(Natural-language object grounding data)
»»

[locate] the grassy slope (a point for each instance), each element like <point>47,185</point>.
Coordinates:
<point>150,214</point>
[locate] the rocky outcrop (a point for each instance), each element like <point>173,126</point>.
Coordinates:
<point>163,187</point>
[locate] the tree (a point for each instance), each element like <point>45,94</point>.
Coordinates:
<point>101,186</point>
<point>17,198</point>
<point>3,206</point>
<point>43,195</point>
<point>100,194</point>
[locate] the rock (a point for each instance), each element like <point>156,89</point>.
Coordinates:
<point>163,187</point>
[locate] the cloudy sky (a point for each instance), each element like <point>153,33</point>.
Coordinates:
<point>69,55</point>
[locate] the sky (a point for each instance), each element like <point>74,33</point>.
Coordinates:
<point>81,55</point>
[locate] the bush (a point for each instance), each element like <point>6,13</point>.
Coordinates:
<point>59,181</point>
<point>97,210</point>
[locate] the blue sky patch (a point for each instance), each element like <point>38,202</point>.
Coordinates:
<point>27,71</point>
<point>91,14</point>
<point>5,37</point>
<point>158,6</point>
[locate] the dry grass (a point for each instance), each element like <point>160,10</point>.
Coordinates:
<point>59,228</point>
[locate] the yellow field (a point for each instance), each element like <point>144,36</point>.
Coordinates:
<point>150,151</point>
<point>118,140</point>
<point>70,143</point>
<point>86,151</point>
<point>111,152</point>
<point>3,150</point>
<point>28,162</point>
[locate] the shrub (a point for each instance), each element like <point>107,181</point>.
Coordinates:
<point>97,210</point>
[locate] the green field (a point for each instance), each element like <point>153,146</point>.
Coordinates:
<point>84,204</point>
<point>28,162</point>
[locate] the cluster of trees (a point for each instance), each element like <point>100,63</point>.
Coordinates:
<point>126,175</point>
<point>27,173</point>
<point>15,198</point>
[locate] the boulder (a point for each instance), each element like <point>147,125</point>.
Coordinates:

««

> What you should do
Within the entries above, find every line where the string "field" occurs, and copy it.

> Task answer
[locate] the yellow field (a point for each instance), each element like <point>144,36</point>.
[locate] the green field (a point for each instance), each element like <point>153,146</point>.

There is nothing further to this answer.